Locate each line in the material below that contains the word "instance", and copy those lines in full.

Data for the task start

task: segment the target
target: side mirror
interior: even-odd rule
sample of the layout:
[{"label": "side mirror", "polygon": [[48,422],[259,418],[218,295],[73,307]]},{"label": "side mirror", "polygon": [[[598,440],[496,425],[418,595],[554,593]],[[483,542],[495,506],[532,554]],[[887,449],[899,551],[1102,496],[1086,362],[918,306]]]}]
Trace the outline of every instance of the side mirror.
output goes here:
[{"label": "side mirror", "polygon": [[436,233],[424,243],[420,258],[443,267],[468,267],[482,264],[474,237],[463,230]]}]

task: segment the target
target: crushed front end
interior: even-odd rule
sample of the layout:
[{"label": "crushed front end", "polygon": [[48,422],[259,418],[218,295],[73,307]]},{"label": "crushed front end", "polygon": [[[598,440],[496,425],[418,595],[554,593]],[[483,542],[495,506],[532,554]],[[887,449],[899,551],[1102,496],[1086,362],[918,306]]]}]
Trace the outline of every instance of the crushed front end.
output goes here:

Data for the task end
Data for the task start

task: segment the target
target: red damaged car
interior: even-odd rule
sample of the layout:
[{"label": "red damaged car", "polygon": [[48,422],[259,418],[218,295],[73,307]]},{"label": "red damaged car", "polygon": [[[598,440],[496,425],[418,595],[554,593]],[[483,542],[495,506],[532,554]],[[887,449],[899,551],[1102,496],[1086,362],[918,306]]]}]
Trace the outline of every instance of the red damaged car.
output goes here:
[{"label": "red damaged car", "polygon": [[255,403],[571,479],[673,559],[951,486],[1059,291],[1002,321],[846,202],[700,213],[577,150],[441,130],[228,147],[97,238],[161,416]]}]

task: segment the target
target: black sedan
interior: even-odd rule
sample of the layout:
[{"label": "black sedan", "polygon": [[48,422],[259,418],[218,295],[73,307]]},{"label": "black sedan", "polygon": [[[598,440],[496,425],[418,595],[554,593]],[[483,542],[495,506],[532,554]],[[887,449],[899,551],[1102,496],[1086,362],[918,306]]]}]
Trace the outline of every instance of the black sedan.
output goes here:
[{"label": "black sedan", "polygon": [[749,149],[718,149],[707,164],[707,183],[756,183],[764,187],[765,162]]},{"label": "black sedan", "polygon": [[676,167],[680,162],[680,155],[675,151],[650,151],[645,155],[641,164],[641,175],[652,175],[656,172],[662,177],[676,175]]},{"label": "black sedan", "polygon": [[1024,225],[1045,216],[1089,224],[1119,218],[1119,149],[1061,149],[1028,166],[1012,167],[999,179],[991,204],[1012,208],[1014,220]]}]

Data for the task end

*Reply*
Trace the outline of every instance of the side mirror.
Trace the outline of every instance of the crushed front end.
Trace the outline of every instance of the red damaged car.
Trace the outline of every instance of the black sedan.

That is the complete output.